At my rheumatologist appointment several months ago I was happy to report I was back on methotrexate and I was ready to start weaning off prednisone. I was down to taking 5 mg daily at that point and was told I could drop to 4 mg daily. I know it takes a while, the only other time I've weaned off prednisone the entire process took 9 months. I was prepared for the long haul. With osteopenia caused from my first lengthy use of prednisone, I was ready to be on my way.
I had been faithfully taking my 4 mgs along with my other daily, weekly and biweekly doses of RA medicines when my recent flare hit. It took a break for my trip last weekend but showed up in full force the day of my regularly scheduled rheumatologist appointment a few days ago (that was nice, usually Murphy's Law dictates symptoms disappear right before the doctor appointment). I figured I was in for a cortisone shot and I was right. Woohoo! They sting but they sure are effective!
Unfortunately the other recommendation was to take 10 mgs of prednisone for one week to knock the socks of this flare, then go back to 5 mgs daily. Ugh. One step forward and two steps back, not exactly how the saying is supposed to go. I keep reminding myself this is short-term, rid yourself of the flare and then worry about prednisone intake.
It's such a love/hate relationship with the medications. I used to be one of those people who never took medications. If I had a headache, I would lie down and rest, drink water and wait for it to go away. If I had a cold, I stayed hydrated and ate well and let it pass. In hindsight, I'd say I was proud of my immune system and trusted it to work properly.
Not any more. Today I wake up every day and take motrin, prednisone, calcium to combat side effects of prednisone and a prescription strength folic acid tablet to combat side effects of methotrexate. During the day I take more Motrin and calcium. Once a week I take methotrexate and biweekly I inject Humira. There are advantages. Last Saturday I was able to impress the younger children by holding 11 tablets in my hand (6 methotrexate, 2 prednisone, 2 motrin and 1 calcium) and swallowing them in one gulp.
I know I'm lucky. The drugs work for me. They let me be myself and face the world and care for my children. I know what it means to not have that, I watched my mom struggle for years taking asprin and a serious of horribly ineffective and sometimes damaging treatments before more effective treatments were available. But I still hate that I have to take all these medications. I love them for what they do, and I hate that I need them.
We are finally home! The trip was good, my RA flare finally took that hike and just in time. I had my normal aches and pains but noting that knocked me off my feet. My stepson was an awesome help. We were at the airport 10 minutes when he turned to me, holding a bag, two pack n' plays and pulling another bag on wheels while I pushed the twins in the stroller with the diaper bag and a second bag, and asked me "How exactly were you planning to do this by yourself????" I told him I had no idea but it was obviously a crazy idea and I'm glad that his father had the good sense to realize that.

Data records:
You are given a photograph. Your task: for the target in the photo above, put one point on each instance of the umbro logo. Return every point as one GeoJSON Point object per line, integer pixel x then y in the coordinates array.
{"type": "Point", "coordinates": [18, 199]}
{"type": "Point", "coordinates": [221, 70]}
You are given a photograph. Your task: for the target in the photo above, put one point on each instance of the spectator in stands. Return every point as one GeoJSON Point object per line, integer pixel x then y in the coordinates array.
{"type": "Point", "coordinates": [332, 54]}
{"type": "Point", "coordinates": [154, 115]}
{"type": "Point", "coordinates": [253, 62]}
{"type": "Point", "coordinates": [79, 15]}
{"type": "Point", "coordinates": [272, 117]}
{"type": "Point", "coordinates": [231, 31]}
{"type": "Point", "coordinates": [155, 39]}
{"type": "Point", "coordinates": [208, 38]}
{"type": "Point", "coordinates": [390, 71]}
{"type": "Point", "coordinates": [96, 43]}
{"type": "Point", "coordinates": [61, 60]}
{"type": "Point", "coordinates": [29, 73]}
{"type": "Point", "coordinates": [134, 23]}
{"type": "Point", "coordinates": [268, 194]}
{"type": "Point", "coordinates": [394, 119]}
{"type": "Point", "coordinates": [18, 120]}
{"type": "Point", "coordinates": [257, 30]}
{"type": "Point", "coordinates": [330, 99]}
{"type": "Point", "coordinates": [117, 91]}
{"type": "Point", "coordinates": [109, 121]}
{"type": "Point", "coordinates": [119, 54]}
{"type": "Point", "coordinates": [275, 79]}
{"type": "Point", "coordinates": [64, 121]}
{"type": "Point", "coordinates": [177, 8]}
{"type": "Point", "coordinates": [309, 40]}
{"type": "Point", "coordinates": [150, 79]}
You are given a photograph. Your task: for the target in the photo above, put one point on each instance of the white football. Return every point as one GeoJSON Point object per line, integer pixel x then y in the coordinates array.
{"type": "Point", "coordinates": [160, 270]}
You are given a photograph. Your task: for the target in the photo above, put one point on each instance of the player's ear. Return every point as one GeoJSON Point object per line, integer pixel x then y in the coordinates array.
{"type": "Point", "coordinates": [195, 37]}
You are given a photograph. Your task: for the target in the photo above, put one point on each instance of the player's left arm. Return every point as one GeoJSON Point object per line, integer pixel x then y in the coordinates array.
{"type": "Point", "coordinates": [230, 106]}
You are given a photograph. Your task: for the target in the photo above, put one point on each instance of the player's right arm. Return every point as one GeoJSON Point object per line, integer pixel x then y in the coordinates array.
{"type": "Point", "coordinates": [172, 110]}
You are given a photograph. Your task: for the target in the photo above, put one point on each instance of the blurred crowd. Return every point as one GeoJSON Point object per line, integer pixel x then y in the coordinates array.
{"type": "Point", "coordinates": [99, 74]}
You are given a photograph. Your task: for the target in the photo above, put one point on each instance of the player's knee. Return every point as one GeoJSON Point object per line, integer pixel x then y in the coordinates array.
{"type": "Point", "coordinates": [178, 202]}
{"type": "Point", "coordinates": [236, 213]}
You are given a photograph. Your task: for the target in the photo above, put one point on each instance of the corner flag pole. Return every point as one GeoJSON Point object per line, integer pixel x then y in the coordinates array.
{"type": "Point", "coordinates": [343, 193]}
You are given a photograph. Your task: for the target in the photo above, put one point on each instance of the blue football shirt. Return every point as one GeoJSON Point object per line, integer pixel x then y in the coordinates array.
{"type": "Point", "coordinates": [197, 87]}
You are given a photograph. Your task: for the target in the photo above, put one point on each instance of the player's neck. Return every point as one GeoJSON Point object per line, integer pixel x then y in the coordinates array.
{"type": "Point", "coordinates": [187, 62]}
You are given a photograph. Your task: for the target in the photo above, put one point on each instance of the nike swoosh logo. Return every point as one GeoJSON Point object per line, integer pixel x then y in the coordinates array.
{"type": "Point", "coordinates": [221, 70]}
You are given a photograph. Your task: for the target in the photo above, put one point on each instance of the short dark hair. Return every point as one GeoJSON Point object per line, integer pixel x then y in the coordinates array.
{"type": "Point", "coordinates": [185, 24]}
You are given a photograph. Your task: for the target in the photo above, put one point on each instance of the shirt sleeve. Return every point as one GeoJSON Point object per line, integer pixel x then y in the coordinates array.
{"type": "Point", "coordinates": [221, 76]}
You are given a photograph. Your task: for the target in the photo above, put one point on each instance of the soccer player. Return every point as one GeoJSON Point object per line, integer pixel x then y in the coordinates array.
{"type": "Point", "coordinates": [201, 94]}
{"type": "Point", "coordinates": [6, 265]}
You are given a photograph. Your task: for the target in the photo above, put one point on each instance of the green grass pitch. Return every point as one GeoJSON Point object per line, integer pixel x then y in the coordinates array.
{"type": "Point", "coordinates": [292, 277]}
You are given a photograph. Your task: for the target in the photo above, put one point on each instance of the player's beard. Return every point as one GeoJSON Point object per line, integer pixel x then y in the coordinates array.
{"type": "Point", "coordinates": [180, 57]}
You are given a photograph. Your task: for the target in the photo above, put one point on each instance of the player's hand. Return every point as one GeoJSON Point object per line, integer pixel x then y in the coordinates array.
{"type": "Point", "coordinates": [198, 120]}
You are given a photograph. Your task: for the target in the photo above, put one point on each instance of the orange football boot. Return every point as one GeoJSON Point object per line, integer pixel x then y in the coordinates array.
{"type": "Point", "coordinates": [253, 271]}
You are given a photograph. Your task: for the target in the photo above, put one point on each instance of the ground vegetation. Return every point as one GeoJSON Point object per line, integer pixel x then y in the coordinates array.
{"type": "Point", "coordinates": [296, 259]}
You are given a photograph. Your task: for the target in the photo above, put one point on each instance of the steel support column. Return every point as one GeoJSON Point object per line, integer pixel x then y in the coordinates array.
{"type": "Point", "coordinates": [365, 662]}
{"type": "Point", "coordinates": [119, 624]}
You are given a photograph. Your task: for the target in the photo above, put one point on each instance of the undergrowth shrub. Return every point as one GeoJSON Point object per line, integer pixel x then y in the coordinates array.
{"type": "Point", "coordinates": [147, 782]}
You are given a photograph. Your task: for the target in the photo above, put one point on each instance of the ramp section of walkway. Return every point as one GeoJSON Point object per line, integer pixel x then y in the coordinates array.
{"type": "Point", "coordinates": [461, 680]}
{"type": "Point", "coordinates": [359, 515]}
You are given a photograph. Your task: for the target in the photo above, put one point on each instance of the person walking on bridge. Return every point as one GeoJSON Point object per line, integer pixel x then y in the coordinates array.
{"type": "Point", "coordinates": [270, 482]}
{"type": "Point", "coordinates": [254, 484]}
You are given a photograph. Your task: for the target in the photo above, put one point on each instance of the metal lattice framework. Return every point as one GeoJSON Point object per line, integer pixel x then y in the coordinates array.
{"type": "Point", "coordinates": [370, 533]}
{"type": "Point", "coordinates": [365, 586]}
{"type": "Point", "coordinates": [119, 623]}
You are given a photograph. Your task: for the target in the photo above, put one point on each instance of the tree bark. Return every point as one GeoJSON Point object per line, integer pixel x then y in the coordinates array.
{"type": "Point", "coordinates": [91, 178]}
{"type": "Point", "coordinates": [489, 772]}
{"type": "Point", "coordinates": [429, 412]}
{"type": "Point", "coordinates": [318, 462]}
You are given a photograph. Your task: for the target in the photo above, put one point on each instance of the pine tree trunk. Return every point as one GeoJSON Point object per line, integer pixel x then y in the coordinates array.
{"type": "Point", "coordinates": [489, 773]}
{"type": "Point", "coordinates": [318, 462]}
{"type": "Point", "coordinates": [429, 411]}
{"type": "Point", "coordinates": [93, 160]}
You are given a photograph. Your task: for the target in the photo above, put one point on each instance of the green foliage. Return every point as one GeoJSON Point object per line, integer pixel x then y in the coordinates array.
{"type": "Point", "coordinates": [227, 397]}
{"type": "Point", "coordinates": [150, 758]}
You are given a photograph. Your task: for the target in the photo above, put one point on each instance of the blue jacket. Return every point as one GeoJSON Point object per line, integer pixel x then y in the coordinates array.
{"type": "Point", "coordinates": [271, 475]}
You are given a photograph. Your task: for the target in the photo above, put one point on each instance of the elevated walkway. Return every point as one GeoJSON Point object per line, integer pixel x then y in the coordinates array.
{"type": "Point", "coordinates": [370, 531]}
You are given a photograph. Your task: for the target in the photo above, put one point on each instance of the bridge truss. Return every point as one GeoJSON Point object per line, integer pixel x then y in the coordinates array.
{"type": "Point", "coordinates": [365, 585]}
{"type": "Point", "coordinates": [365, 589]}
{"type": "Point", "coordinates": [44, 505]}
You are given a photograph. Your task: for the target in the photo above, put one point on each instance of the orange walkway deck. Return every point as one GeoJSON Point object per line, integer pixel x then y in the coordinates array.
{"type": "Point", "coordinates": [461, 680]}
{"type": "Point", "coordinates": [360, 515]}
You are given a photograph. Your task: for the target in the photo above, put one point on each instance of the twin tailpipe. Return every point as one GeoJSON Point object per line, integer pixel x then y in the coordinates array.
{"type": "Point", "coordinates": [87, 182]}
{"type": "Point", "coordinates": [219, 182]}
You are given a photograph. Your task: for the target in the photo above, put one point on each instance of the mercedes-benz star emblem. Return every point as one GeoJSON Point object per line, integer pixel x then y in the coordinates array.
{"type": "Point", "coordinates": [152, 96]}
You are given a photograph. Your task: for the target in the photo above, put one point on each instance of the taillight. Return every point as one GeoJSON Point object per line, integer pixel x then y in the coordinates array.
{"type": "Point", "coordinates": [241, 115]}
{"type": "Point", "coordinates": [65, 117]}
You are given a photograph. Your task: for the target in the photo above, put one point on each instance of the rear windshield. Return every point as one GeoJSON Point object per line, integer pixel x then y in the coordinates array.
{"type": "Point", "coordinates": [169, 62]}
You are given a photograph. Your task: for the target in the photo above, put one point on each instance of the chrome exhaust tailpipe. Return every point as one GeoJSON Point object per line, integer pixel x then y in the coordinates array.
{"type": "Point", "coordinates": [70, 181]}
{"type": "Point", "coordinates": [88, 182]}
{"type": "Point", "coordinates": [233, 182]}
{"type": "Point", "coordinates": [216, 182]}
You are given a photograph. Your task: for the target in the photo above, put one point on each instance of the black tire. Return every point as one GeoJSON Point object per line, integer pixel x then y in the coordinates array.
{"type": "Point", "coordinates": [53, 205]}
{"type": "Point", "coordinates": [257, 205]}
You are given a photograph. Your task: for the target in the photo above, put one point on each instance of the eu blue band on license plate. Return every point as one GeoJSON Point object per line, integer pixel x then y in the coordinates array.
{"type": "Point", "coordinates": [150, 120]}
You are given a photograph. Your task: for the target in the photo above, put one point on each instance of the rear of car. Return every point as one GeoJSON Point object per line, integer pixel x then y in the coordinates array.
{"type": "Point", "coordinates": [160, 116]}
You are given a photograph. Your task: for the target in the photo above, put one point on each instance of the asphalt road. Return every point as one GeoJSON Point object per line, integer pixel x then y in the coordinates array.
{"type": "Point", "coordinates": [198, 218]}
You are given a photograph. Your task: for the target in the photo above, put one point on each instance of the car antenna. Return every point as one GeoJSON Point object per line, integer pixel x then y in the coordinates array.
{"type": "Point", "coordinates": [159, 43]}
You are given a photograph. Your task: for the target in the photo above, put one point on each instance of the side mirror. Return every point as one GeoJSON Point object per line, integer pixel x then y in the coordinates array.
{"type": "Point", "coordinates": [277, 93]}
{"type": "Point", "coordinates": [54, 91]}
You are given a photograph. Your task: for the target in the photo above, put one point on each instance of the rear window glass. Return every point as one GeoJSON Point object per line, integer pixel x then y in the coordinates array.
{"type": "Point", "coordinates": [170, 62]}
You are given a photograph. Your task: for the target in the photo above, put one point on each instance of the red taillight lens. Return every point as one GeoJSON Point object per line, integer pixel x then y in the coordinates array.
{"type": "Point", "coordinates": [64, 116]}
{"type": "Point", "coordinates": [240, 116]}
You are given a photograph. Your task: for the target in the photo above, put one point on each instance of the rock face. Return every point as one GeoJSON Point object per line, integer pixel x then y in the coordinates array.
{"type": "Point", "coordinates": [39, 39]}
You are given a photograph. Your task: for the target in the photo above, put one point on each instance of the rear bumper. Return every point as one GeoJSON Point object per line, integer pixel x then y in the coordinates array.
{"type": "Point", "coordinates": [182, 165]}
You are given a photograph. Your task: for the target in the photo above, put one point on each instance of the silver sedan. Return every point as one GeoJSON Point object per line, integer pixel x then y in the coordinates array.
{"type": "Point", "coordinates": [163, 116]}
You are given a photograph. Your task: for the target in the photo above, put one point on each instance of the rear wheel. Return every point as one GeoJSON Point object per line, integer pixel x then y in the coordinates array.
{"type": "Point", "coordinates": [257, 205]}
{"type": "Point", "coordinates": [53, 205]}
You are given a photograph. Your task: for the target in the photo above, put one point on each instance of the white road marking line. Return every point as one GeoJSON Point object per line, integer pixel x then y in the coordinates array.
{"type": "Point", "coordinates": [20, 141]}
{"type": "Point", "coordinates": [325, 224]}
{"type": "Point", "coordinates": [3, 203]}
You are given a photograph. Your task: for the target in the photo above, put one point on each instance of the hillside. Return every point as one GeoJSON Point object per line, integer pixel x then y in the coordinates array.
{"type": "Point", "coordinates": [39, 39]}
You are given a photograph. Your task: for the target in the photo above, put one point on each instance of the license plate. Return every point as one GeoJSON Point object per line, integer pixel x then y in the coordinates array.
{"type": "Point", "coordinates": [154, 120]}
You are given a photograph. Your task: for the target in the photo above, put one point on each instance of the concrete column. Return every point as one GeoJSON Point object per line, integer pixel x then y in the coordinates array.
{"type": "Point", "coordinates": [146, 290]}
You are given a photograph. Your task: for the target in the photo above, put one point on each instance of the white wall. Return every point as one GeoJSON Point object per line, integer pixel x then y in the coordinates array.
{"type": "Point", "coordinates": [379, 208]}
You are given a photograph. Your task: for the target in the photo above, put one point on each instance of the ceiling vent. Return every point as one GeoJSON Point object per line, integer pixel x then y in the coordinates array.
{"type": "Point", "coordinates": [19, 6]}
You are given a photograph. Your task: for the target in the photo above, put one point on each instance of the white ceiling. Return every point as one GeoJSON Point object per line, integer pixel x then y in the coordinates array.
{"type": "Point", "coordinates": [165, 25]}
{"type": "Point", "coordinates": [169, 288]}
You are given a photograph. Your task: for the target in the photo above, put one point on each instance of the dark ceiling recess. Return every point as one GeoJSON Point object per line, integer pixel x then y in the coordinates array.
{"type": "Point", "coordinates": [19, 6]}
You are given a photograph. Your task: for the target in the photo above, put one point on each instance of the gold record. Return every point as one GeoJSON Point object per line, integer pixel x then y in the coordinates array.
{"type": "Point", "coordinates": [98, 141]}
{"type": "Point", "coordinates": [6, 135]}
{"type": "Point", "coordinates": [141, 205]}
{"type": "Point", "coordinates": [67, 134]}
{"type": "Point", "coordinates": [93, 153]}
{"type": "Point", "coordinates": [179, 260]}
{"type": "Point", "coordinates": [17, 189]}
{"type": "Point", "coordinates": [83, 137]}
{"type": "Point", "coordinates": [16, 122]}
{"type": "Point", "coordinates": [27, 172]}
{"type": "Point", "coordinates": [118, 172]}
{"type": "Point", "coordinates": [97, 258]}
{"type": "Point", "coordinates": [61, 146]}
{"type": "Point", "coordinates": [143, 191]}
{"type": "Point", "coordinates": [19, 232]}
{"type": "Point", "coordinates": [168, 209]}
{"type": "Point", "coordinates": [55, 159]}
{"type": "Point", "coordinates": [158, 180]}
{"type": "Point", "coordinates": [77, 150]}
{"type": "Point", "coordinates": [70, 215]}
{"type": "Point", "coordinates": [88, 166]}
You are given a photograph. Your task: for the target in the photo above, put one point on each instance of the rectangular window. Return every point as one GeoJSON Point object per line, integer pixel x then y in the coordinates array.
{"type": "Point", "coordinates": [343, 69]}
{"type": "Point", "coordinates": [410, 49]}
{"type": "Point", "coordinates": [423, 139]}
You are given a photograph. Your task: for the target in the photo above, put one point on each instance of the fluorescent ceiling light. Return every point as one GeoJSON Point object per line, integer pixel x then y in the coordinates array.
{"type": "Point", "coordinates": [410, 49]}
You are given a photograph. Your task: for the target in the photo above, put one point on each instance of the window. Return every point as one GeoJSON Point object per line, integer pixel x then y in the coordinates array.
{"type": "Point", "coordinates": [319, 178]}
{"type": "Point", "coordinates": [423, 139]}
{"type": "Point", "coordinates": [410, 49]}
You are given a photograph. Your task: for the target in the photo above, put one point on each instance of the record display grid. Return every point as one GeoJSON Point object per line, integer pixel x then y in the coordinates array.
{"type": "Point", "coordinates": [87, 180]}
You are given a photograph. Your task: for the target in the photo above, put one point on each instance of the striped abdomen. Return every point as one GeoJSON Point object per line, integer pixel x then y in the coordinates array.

**WORK INSTRUCTION 1**
In the blog post about rheumatoid arthritis medications, how many tablets did the writer swallow in one gulp last Saturday?
**WORK INSTRUCTION 2**
Please carry on with the blog post about rheumatoid arthritis medications from the point where it stops.

**EXERCISE OUTPUT 1**
Eleven tablets: 6 methotrexate, 2 prednisone, 2 Motrin and 1 calcium.

**EXERCISE OUTPUT 2**
The babies did fairly well on the plane rides. It was really hard to land and take off two times each way, and changing plans in the middle was no easy task either. My general policy was that my stepson got to pick whichever baby seemed the happiest to sit with him, and a couple times we switched off when the baby he had got too cranky. There was only one of the four flights that we ended up one row apart from each other, so most of the time he was on his own dealing with toys and bottles. If we were keeping score I'd give him an A+.
I often get comments on the twins are or people ask questions like "are they really twins?" but it was interesting in the airport we didn't get much of that - I think most passengers were anxiously looking at the two babies and thinking to themselves "please don't let them be on my flight!" My stepson is over 6'1" so many times he was mistaken for being a new father. One flight attendant kept referring to him as "daddy" although he did his best to correct people along the way. One seat mate asked his age and commented "wow, you are really starting young!" and it took him a few minutes to realize what he meant before he said "wait, no, this is my little brother!"
My stepson got to see a little of small town Oklahoma life - he found a bike and went bike riding, he found some fishing supplies, made some of his own and caught a few fish - one was a 14" catfish! He went horseback riding, met some local rednecks and we showed him what a "double-wide" was.
It was happy and sad to see my grandmother. She's 93 years old and not doing too well. She did not recognize or understand who my sister and I were but she did notice we brought two babies and she loved seeing them. She tickled their feet and talked to them and went on and on about babies - I am glad she got to see them even if she doesn't know who they are. It's interesting and difficult to see the similarities between infancy and the end of life. They both need help for even the simplist self care tasks, their daily activities are dependant on what everyone around them is doing or planning, they have difficulty communicating, most of their communication is through yelling, crying, smiling or laughing. I was glad to see my grandmother mostly laughing even if I was not sure what she was laughing about.
I would have liked to see her more, if only we lived closer. But it felt great to get home last night - I love my home and my family. Having a chronic illness has made me appreciate life a little more (especially the good days) and given how long some of my grandparents have lived, and the fact people in general are living longer these days, it looks like I have a lot of living left to do.
I wonder if rheumatoid arthritis has infected my brain. When the pain gets really bad and I get so angry and frustrated, I become an instant jerk to my caring, loving, husband. I think it's because he's there, he's in the path and gets run over.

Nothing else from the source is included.